Required work:
1 > Write out word for word the part of the genome sequencing passage that begins with the words "Eventually the mountains" and stops after "have few protections.".
2 > Pick up the genome sequencing passage where it stops and carry it forward.

Text segment:
Some companies, including Google-backed 23andme, have begun to provide customers with access to their own genetic data. (23andme actually stopped providing customers with genetic health data after being warned by the FDA that they need approval for some of these tests—the company says that they are working to fix this). Labs and companies are also in the very early stages of developing devices that read short DNA sequences using light waves, or a simple pinprick of blood.
In January, San Diego-based Illumina, a gene-sequencing company, announced that it can now sequence an entire genome for only $1,000. This may sound pricey, but just a decade ago a single human genome cost hundreds of millions of dollars to sequence. The price is likely to get even less expensive in future years.
This year, the number of people having their genomes sequenced could top 50,000, and that number should increase exponentially over the next few years as governments and health-care systems announce projects to sequence hundreds of thousands of people. Last year the U.K. announced plans to sequence 100,000 citizens by 2017. In the U.S., Kaiser Permanente has teamed up with the University of California at San Francisco to sequence 100,000 patients.
Eventually the mountains of data generated by our DNA and digital health records will be linked to Facebook and Twitter pages (or the future equivalent), and to those pink suede shoes you just bought and shared on the latest incarnation of Instagram. We may not like it, but the reality is that we give up this type of information to these companies every day. And if people want to keep getting the services they provide, they're going to keep trading data for it.
The result in a few years will be staggeringly complex statistical models designed to predict your behavior and to identify personality types, including those prone to violence or terrorism. Congress has passed a law barring health insurers and employers from using DNA to discriminate. Beyond this, however, we have few protections.

Data under study:
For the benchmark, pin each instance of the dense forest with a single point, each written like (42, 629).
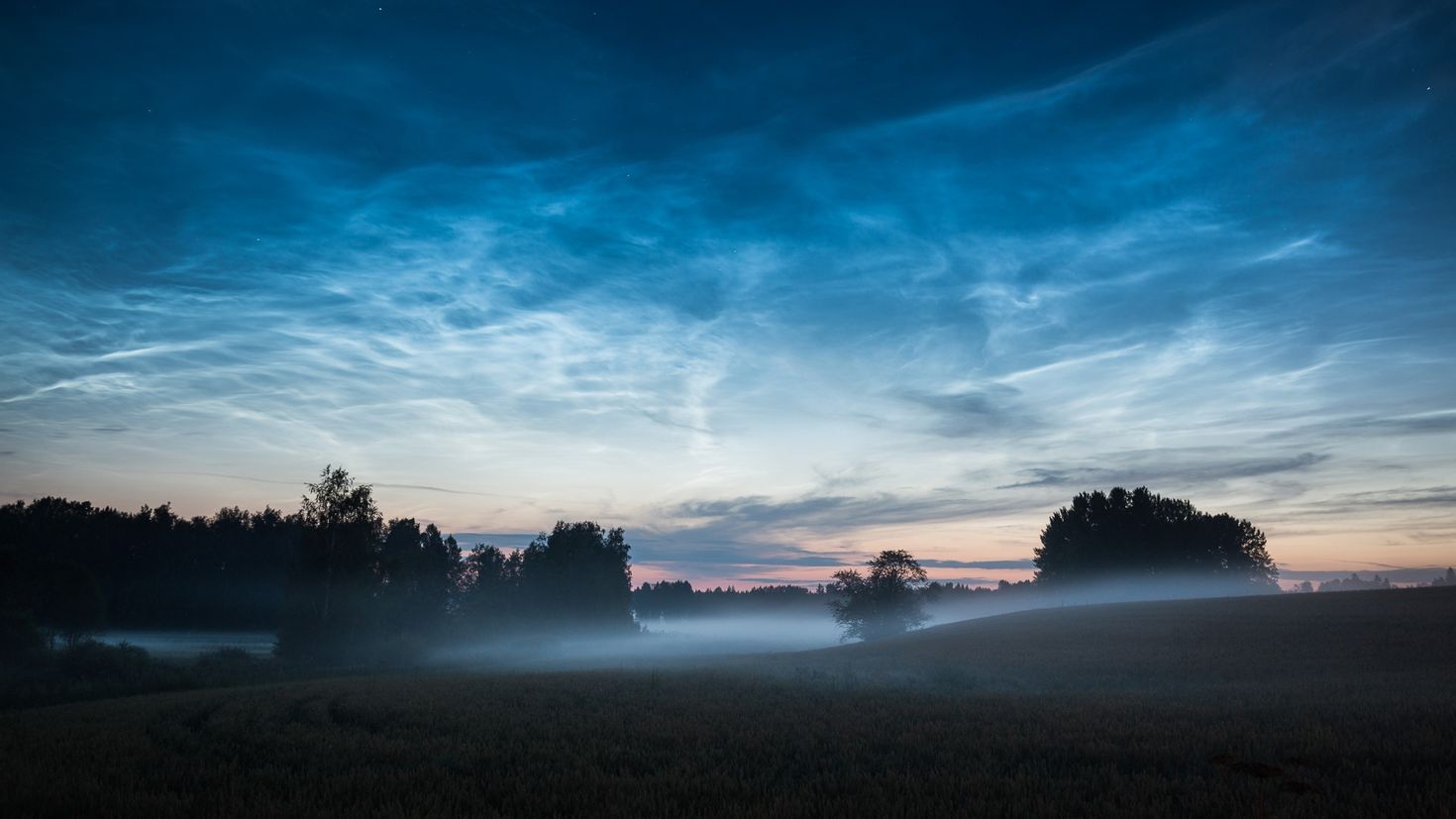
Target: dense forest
(337, 574)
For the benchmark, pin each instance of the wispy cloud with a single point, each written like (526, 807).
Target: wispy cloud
(842, 300)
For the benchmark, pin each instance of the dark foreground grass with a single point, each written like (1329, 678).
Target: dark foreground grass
(756, 741)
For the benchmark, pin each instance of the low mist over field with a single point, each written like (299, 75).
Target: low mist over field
(727, 409)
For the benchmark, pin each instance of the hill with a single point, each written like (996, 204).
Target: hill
(1350, 639)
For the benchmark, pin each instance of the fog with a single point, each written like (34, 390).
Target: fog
(699, 641)
(686, 641)
(185, 645)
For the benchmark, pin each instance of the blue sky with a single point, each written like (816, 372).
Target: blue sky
(771, 285)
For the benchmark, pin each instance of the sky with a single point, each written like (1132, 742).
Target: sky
(772, 285)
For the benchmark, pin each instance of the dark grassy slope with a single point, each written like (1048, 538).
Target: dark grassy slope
(740, 742)
(1350, 639)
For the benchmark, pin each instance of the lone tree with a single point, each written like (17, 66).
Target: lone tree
(1142, 534)
(884, 604)
(334, 576)
(578, 577)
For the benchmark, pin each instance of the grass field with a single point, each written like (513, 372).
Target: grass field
(1137, 709)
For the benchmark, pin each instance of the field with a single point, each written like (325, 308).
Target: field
(1285, 706)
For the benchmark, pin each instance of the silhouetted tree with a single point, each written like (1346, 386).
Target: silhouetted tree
(578, 577)
(420, 573)
(334, 576)
(489, 583)
(883, 604)
(1139, 534)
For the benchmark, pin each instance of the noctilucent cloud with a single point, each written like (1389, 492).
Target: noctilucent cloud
(771, 285)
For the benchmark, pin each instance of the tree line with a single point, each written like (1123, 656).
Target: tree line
(337, 576)
(335, 579)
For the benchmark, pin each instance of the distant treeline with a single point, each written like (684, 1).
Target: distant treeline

Answer list:
1 >
Eventually the mountains of data generated by our DNA and digital health records will be linked to Facebook and Twitter pages (or the future equivalent), and to those pink suede shoes you just bought and shared on the latest incarnation of Instagram. We may not like it, but the reality is that we give up this type of information to these companies every day. And if people want to keep getting the services they provide, they're going to keep trading data for it.
The result in a few years will be staggeringly complex statistical models designed to predict your behavior and to identify personality types, including those prone to violence or terrorism. Congress has passed a law barring health insurers and employers from using DNA to discriminate. Beyond this, however, we have few protections.

2 >
Genetic predictions will not be perfect or deterministic. It turns out that DNA is only part of the equation that makes you who you are or will be. Using genetic profiling for identifying terrorists or other personality types will also be imprecise and fraught with errors. Yet the more data amassed about individuals over time, the more accurate the modeling that creates the predictions.
For instance, scientists in a 2008 study associated a variant of the MAOA gene—the so-called "warrior gene"—to a predilection for violent behavior in some people. The statistical strength of this correlation is weak, and even if you have that genetic marker, you may in fact be a full-on pacifist. But let's say that one afternoon you as a carrier of this gene variant "liked" an essay by a former Palestinian commando-turned-diplomat. An hour later you got curious about Al-Qaeda and did a quick Google search. What if some search algorithm at the NSA then connected your social media data to your DNA? The next thing you know, the Transportation Security Administration is stopping you from boarding your flight home for the holidays.
This is just one hypothetical example. As we rush into an era of bigger and better data being crunched by legions of government and public sector employees, we may have to get used to our health information being hacked and interpreted incorrectly or in ways that might work against us. Of course, it would be better to have an open debate and transparent policies about this type of data now.
Failing that, we may wake up one morning to read that the NSA once again has been spying on us—only this time, it won't be about who we called or texted, but the secrets buried deep inside our cells that tell us a great deal about who we are and who we might be in the future.
Editor's note: An earlier version of this article contained a quote mistakenly attributed to Eric Topol. It has been removed.